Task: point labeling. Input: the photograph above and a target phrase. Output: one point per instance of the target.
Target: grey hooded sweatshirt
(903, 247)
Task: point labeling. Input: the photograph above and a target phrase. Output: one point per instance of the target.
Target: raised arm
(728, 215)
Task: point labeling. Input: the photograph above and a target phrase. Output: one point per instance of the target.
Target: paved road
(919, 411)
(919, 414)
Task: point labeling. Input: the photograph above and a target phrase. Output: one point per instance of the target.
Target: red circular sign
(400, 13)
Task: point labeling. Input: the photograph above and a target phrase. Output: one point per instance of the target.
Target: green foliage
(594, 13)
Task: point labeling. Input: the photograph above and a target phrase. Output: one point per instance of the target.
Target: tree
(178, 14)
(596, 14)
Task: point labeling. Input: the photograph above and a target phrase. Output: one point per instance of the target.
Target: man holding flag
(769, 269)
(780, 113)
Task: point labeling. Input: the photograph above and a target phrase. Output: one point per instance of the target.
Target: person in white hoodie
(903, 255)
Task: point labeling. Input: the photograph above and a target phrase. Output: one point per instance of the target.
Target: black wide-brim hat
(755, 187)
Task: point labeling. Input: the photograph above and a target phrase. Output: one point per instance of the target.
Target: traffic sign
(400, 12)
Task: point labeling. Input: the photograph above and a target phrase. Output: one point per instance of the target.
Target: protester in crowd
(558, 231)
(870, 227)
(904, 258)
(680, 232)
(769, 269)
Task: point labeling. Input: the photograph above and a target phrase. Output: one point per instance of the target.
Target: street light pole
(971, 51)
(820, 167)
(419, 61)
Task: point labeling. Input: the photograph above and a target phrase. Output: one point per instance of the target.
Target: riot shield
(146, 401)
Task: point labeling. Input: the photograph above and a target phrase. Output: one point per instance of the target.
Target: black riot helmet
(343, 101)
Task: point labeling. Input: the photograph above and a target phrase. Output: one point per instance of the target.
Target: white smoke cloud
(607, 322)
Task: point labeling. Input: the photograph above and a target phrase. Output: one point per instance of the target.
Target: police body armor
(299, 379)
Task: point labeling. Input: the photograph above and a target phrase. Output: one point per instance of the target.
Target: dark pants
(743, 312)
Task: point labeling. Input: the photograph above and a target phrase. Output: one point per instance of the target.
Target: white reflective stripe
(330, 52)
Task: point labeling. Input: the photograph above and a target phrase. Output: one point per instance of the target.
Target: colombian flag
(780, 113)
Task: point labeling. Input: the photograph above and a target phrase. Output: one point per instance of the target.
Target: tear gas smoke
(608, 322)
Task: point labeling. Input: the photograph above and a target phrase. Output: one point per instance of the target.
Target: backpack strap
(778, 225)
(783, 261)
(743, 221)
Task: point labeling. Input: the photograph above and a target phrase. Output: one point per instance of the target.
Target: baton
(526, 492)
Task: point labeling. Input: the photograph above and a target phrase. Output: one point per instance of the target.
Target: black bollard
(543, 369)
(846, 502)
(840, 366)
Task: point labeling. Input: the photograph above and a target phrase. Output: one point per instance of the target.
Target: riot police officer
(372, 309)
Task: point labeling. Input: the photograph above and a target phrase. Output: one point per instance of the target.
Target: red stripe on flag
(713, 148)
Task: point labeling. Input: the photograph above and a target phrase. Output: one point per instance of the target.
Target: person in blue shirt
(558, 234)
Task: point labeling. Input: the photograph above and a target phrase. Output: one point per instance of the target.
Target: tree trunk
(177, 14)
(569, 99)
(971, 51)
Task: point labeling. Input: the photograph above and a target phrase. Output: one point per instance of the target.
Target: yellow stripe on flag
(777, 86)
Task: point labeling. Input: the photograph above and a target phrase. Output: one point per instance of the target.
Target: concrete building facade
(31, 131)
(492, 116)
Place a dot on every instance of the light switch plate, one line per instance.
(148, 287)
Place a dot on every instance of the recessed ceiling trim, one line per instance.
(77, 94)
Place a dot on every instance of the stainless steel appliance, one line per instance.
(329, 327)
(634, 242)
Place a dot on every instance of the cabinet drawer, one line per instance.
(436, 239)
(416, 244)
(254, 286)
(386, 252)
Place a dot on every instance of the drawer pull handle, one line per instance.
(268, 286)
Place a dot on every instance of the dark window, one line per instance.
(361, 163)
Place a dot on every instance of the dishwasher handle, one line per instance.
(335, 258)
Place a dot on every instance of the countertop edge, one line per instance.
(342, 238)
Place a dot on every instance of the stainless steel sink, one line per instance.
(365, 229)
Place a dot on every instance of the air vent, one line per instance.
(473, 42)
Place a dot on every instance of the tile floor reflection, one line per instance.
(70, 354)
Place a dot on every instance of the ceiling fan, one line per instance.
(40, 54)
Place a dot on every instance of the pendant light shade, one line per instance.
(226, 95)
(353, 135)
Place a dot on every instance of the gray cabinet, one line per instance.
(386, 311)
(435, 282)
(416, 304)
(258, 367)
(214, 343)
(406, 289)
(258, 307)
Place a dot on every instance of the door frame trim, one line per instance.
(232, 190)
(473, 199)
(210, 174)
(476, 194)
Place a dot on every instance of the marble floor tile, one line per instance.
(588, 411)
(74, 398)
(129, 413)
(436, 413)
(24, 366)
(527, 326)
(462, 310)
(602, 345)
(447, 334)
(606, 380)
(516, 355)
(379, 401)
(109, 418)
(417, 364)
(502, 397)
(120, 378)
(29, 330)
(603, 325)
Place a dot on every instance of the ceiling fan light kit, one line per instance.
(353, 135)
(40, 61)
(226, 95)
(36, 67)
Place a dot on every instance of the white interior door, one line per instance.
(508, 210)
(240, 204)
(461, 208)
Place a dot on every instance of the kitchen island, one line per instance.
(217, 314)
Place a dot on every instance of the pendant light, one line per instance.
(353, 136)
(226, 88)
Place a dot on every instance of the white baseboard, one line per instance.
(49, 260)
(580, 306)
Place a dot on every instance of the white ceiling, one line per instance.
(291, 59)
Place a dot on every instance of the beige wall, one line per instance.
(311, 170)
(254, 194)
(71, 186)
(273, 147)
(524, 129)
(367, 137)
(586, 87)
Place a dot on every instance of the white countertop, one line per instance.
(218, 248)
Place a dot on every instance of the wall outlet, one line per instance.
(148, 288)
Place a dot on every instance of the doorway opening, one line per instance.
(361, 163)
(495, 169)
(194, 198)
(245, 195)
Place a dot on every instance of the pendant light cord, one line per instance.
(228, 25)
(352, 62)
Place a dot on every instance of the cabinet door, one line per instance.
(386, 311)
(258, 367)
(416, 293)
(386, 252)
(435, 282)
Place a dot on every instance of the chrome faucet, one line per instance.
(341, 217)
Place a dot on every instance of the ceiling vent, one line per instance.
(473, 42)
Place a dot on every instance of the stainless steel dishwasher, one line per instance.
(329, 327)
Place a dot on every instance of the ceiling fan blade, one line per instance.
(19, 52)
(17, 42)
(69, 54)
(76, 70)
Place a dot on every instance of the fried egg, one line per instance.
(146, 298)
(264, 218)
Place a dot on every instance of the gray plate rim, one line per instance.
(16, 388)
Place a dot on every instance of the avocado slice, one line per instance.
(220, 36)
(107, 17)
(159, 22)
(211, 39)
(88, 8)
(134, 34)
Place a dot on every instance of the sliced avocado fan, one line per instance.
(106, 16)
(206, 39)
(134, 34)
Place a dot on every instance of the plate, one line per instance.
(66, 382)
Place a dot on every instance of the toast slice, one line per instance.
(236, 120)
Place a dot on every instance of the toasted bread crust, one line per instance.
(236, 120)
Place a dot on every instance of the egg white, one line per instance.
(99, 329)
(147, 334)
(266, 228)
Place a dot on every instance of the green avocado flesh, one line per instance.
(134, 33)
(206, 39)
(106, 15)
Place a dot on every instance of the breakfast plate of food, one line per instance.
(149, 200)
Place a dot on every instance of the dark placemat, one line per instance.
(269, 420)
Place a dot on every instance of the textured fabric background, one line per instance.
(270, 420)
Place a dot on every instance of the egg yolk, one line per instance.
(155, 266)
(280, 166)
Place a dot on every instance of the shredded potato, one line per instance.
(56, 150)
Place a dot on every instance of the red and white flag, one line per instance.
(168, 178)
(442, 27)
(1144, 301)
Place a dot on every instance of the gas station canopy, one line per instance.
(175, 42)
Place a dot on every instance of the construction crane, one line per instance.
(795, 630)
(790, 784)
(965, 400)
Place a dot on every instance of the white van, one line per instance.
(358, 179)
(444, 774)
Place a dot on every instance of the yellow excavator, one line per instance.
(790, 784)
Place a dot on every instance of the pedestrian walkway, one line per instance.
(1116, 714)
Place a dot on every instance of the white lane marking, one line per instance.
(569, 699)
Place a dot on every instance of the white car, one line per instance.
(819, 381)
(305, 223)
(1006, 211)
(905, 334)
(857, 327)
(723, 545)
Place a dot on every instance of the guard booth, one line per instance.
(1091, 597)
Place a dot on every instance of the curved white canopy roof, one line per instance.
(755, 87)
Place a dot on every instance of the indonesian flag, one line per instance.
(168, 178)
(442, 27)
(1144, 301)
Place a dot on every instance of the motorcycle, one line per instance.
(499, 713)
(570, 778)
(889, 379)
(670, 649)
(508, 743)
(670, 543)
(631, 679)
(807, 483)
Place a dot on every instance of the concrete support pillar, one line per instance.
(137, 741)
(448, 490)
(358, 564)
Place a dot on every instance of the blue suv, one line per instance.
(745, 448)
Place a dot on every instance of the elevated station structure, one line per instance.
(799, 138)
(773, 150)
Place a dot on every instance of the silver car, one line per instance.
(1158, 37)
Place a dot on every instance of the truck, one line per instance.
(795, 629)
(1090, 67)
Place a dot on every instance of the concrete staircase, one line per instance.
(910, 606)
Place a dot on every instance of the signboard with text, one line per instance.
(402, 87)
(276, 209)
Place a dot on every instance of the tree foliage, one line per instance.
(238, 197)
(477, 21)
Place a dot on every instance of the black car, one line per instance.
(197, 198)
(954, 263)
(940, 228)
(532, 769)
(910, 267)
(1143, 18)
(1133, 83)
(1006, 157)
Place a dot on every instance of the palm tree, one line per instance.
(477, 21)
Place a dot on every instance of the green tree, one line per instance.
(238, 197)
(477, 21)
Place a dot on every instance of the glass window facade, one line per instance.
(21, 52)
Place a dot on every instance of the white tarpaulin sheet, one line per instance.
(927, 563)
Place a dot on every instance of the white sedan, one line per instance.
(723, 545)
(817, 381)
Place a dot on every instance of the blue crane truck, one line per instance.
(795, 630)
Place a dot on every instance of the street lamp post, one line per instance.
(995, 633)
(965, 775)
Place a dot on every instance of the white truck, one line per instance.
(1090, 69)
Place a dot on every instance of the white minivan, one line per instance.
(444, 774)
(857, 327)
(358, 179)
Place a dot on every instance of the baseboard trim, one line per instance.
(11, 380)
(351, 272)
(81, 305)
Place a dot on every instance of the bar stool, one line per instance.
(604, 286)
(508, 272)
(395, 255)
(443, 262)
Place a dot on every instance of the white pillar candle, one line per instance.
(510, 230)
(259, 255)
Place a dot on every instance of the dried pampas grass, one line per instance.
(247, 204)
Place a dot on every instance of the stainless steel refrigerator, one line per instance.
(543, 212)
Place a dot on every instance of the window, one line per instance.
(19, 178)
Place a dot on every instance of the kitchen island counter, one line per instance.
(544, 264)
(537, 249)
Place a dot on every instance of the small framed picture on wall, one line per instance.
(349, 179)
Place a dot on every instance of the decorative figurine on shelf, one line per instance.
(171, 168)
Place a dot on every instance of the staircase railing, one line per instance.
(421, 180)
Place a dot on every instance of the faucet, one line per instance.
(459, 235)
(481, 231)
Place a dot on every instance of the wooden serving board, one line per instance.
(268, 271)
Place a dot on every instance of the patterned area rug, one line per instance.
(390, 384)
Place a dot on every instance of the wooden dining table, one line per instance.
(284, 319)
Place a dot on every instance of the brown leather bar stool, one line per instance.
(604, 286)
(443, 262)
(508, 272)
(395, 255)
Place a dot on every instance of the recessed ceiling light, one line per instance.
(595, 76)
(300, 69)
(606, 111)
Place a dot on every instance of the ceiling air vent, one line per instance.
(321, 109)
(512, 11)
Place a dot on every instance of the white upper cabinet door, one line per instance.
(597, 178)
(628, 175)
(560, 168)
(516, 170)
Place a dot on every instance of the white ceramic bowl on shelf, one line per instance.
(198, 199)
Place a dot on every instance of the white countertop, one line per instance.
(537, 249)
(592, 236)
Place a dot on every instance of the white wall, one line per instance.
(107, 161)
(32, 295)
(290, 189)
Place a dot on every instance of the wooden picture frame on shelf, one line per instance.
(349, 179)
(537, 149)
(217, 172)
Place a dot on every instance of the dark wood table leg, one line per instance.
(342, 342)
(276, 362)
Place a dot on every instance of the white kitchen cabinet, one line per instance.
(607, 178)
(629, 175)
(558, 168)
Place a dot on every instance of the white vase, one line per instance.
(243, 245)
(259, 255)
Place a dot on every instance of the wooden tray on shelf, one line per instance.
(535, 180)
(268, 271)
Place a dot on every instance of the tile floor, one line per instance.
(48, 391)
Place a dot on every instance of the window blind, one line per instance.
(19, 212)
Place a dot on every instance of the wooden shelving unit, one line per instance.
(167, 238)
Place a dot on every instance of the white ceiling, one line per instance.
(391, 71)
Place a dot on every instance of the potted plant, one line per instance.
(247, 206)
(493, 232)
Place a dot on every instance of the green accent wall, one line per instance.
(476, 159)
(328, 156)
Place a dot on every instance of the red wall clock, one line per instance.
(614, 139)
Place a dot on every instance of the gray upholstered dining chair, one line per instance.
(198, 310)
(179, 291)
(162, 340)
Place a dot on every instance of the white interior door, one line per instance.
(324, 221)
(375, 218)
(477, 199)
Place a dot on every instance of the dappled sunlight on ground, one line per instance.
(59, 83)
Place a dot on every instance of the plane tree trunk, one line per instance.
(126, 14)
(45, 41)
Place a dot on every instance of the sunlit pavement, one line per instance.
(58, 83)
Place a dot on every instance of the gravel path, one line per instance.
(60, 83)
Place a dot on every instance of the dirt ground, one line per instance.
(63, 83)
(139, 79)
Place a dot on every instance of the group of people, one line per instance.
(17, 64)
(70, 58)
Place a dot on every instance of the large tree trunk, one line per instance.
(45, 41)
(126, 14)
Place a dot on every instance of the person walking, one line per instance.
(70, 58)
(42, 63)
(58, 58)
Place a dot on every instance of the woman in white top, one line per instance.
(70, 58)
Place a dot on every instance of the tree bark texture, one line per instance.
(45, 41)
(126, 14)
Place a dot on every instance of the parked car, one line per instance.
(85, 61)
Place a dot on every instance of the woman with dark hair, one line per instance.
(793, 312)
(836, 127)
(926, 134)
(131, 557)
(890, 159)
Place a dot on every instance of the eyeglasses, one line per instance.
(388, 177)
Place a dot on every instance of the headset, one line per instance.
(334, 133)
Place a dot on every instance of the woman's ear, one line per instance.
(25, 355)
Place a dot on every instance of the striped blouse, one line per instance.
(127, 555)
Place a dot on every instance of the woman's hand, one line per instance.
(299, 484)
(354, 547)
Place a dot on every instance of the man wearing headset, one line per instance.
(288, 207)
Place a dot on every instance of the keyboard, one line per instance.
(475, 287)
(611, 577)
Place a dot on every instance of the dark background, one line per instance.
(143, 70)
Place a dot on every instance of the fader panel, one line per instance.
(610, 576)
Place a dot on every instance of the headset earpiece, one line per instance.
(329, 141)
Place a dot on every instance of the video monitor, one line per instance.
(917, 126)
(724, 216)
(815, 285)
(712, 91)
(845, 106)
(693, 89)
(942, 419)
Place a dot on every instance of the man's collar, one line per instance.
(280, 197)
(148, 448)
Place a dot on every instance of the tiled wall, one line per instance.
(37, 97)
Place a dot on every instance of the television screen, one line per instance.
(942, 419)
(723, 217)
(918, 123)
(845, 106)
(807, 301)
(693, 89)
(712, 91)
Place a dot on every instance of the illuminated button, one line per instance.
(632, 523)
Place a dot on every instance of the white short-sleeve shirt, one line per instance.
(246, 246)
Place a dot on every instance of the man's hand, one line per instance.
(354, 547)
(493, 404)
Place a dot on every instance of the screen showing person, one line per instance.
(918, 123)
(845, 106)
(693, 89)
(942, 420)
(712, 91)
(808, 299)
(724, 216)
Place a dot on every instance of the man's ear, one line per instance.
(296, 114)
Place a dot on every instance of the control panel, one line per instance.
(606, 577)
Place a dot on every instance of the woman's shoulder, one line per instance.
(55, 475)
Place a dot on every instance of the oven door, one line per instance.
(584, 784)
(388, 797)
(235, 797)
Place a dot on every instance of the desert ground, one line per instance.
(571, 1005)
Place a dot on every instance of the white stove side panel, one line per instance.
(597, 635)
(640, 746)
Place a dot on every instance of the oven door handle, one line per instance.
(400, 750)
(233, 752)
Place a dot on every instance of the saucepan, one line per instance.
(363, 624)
========================
--- WHAT NEEDS TO BE DONE ---
Rewrite everything from the row containing "Place a dot on every instance of the woman's shoulder, one" down to the row containing "(571, 1005)", replacing "oven door" with "oven hatch" and keeping everything else the same.

--- RESULT FOR THIS TASK ---
Place a dot on every instance of the woman's shoulder, one line per instance.
(55, 475)
Place a dot on every instance of the oven hatch, one line per instance.
(584, 784)
(388, 797)
(235, 797)
Place a dot on every instance of the desert ground, one line per instance.
(571, 1005)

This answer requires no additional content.